## TEXT FOR ANALYSIS
Then out of nowhere, a spur of the moment decision after the wedding:  My step-dad, Burt, offered Erik a job. If we moved to Kansas, we could stay with them until we could get our own place. Meanwhile, Erik could work as a construction laborer for the company Burt worked for and the work would help him lose weight and provide a better income for us in a lower cost-of-living area. We packed up and moved 2 days later.
To skip a great deal of unnecessary details here, Erik worked and Erik worked out and got down to the required measurements and enlisted. He enlisted as a 68W, which is code for Combat Medic, and then we played the waiting game. You see, with the lovely recession that we were in, and as I type now still are, meant that everyone who wanted stability enlisted, so there was quite a wait for certain jobs in the military, and apparently every bonehead with a box of Band-Aids thought they'd give it a go. Guess what? A lot of those guys were in the class before Erik's and they're now specializing as the Army's "Water Treatment Specialists" and "Laundry Specialist."
Anyway, in the mean time we both worked and lived and inside I dreaded the day Erik would leave for Basic Training because I knew it would mean little-to-no contact for a minimum of nine weeks.
The last month he left I was constantly on edge, we argued more because I was overemotional and would snap at him and take my being sad and upset out on him in anger instead of just being honest and saying "Erik, I'm going to miss you and I love you and I just don't know how to handle what I am feeling."

Photo localization data with annotations
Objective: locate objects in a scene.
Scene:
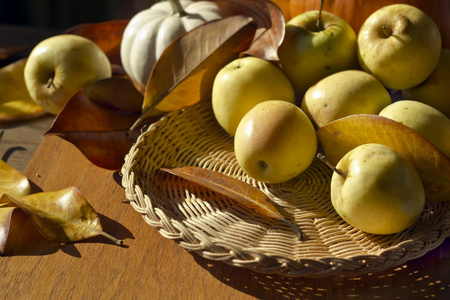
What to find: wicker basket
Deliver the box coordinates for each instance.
[122,101,450,277]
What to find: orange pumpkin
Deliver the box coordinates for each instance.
[273,0,450,49]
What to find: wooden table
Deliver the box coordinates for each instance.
[0,25,450,300]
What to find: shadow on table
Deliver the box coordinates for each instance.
[194,239,450,300]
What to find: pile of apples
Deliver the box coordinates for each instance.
[212,4,450,234]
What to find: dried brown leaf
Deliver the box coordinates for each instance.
[159,167,301,239]
[317,114,450,201]
[88,77,144,113]
[132,15,255,129]
[216,0,286,61]
[44,91,139,170]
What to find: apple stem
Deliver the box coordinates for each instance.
[169,0,188,17]
[317,153,347,178]
[316,0,324,30]
[47,74,55,89]
[381,25,392,38]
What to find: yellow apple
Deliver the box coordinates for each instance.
[358,4,441,90]
[402,48,450,118]
[331,144,425,234]
[234,100,318,183]
[301,70,391,128]
[24,34,111,114]
[278,11,358,97]
[380,100,450,157]
[212,56,295,136]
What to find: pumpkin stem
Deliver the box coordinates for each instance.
[168,0,188,16]
[316,0,324,31]
[317,153,347,178]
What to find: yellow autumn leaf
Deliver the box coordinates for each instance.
[0,187,122,245]
[0,160,31,198]
[317,114,450,201]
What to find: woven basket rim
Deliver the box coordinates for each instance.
[121,101,450,278]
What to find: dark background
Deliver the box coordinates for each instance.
[0,0,155,30]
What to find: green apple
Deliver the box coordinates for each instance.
[402,48,450,118]
[212,56,295,136]
[234,100,318,183]
[380,100,450,157]
[301,70,392,128]
[331,144,425,234]
[24,34,111,114]
[278,11,358,97]
[358,4,441,90]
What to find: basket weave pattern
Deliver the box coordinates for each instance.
[122,101,450,277]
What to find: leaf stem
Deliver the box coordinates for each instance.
[169,0,188,17]
[99,231,123,246]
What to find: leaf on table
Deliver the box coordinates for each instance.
[317,114,450,201]
[0,187,122,245]
[133,16,255,129]
[216,0,286,61]
[44,90,143,170]
[0,58,47,124]
[64,20,129,65]
[88,77,144,113]
[0,98,48,125]
[0,203,17,256]
[0,160,31,198]
[159,167,301,238]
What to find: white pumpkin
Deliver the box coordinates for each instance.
[120,0,221,87]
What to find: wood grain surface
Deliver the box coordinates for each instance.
[0,132,450,299]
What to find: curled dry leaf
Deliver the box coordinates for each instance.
[0,58,47,124]
[317,115,450,201]
[159,167,302,239]
[0,160,31,198]
[216,0,286,61]
[44,91,139,170]
[0,187,122,245]
[64,20,129,65]
[0,98,48,125]
[0,203,17,255]
[88,77,144,113]
[131,16,255,130]
[0,160,31,255]
[0,58,30,103]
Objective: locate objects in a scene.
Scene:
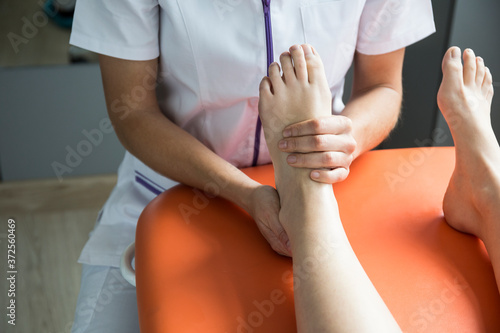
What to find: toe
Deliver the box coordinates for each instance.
[290,45,308,81]
[442,47,463,88]
[269,62,283,91]
[482,67,494,102]
[280,52,296,83]
[476,57,486,87]
[259,76,273,99]
[464,49,476,86]
[302,44,326,83]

## TASKS TO PERFORM
**A.** Can you print the part of the account of Erik's enlistment between "Anyway, in the" and "of nine weeks.", inclusive?
**B.** Will you proceed with the account of Erik's enlistment, picking up right after its final sentence?
You won't need the listing for any of this.

## SET OF ANSWERS
**A.**
Anyway, in the mean time we both worked and lived and inside I dreaded the day Erik would leave for Basic Training because I knew it would mean little-to-no contact for a minimum of nine weeks.

**B.**
Finally I got that out and things went back to normal. Erik and I spent a great deal of time together just sitting on our couch with the TV on and holding each other or lying in bed and talking. It was important to us both to make sure we were fully open with what we were feeling and just spending time together made everything seem less like a long goodbye.
Finally the morning came. I held my composure as we packed the last of his things and check the list three times. I kept it in while his recruiter arrived early, but when I hugged his neck and he picked me up and kissed me and hugged me, I lost it. My best friend was leaving and our lives were changing. He was off to better himself and our lives and I was staying to hold down the fort and be his strength and supporter. I was an Army wife from that second forward, and I was sending him off for what would be the first of many times. I cried and kissed him and hugged him over and over until I knew I had to let him go. Our lives changed forever. I don't regret it. Never have and never will.